— Begin Given passage —

Case ID: nc-app_59/html/0656-01.html
Source: Caselaw Access Project
Author: {"author": "VAUGHN, Judge.", "license": "Public Domain", "url": "https://static.case.law/"}
Date Created: 2024-08-24T03:29:51.129683

STATE OF NORTH CAROLINA v. KENDRICK LEVINE STONER
    No. 8219SC353
    (Filed 7 December 1982)
    1. Criminal Law § 89.6— testimony that defendant was framed by witness — admissibility on question of credibility
    In a prosecution for possession with intent to sell and sale of marijuana, testimony by defendant that he was framed by an SBI agent because of his alleged unwillingness to cooperate in a murder investigation should have been admitted to allow the jury to determine the credibility of the SBI agent.
    2. Criminal Law § 26.5; Narcotics § 1.3— conviction of possession with intent to sell and sale of marijuana — no double jeopardy
    The entry of separate judgments against defendant for possession with intent to sell and sale of marijuana was proper under G.S. 90-95(a) and did not violate defendant’s right against double jeopardy.
    APPEAL by defendant from Washington, Judge. Judgments entered 29 September 1981 in Superior Court, Rowan County. Heard in the Court of Appeals 19 October 1982.
    On 19 November 1979, defendant was indicted for four offenses: two charges of sale and delivery of marijuana and two charges of possession with intent to sell marijuana. One sale and delivery and possession allegedly took place on 9 August 1979, the other on 25 September 1979.
    The State’s evidence tended to show the following. On 9 August 1979, Mary Jo Miller and SBI agent Brenda Corbet, drove to defendant’s trailer and told him they wanted to buy an ounce of marijuana. He sold them an ounce for thirty dollars. Corbet met with SBI agents Nelson and Stout; she initialed and dated the marijuana and turned it over to Nelson. On 25 September 1979, Corbet and Miller returned to defendant’s trailer. Corbet asked defendant if he had any marijuana. He said no, but he could get some at his mother’s house. He got in Corbet’s car and directed her to a house on Division Avenue. Defendant went inside and returned with a grocery bag and a set of scales. They drove back to defendant’s trailer. He weighed two ounces of marijuana into two plastic bags and gave them to Corbet. She gave him eighty dollars.
    Agent Stout testified that he and Nelson took Corbet to areas they believed people were trafficking in drugs. They showed Corbet pictures of defendant and where he lived.
    Defendant’s evidence tended to show the following. In 1979, he was living in a trailer with Betty Barber and her three children. He said that on 9 August 1979, Mary Jo Miller and another person visited him. Miller asked him where she could find some marijuana. He told her that he was not involved in drugs, and asked her to leave. She returned to his trailer two or three times a week with the other person and asked him where she could get marijuana. Each time he told her that he could not help her, and he was not involved in drugs.

— End Given passage —
— Begin Entries supplied —

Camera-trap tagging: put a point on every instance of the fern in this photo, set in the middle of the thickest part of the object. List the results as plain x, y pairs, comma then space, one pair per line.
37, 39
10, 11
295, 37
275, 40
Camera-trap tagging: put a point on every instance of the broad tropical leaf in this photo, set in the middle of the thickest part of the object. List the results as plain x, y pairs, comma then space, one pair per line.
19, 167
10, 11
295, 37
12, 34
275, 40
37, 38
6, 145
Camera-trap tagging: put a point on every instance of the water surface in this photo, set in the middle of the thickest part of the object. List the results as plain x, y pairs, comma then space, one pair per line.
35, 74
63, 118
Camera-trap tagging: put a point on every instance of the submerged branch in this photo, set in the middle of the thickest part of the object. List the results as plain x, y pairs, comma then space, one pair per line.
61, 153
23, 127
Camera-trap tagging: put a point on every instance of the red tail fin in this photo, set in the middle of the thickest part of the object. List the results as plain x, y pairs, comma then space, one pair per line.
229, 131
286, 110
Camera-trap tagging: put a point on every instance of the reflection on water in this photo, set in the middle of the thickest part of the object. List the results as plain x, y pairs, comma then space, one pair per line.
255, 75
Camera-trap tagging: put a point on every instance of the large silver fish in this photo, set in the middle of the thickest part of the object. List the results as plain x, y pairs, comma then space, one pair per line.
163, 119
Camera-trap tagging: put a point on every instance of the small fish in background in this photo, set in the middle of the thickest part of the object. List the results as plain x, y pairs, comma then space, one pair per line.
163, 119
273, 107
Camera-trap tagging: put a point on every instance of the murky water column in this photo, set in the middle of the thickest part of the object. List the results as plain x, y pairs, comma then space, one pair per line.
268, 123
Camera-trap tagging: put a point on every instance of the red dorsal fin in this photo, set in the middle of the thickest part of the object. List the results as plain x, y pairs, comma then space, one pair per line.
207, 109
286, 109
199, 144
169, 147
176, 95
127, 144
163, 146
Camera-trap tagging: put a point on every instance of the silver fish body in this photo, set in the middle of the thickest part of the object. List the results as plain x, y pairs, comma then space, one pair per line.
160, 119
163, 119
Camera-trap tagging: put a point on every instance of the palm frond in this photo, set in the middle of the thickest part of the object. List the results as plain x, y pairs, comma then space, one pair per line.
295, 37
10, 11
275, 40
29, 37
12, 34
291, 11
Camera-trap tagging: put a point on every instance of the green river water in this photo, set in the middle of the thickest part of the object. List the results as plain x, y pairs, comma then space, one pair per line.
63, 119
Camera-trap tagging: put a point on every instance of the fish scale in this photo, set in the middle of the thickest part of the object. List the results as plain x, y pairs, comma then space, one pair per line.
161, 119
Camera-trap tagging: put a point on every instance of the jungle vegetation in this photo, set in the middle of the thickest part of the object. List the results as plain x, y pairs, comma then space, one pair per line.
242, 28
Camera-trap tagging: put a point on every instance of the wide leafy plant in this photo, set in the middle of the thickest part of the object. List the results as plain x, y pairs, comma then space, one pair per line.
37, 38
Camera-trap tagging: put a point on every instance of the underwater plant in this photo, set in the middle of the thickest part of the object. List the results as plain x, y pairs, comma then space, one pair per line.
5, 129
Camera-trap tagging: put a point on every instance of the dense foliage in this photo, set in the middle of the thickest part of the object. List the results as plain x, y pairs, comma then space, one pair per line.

— End Entries supplied —

**Work instructions**
1 > In the court opinion, how much money did Corbet give the defendant on 25 September 1979?
2 > Transcribe the court opinion from "Case ID: nc-app_59/html/0656-01.html" to "the SBI agent.".

**Solutions to the tasks**
1 > Eighty dollars.

2 >
Case ID: nc-app_59/html/0656-01.html
Source: Caselaw Access Project
Author: {"author": "VAUGHN, Judge.", "license": "Public Domain", "url": "https://static.case.law/"}
Date Created: 2024-08-24T03:29:51.129683

STATE OF NORTH CAROLINA v. KENDRICK LEVINE STONER
    No. 8219SC353
    (Filed 7 December 1982)
    1. Criminal Law § 89.6— testimony that defendant was framed by witness — admissibility on question of credibility
    In a prosecution for possession with intent to sell and sale of marijuana, testimony by defendant that he was framed by an SBI agent because of his alleged unwillingness to cooperate in a murder investigation should have been admitted to allow the jury to determine the credibility of the SBI agent.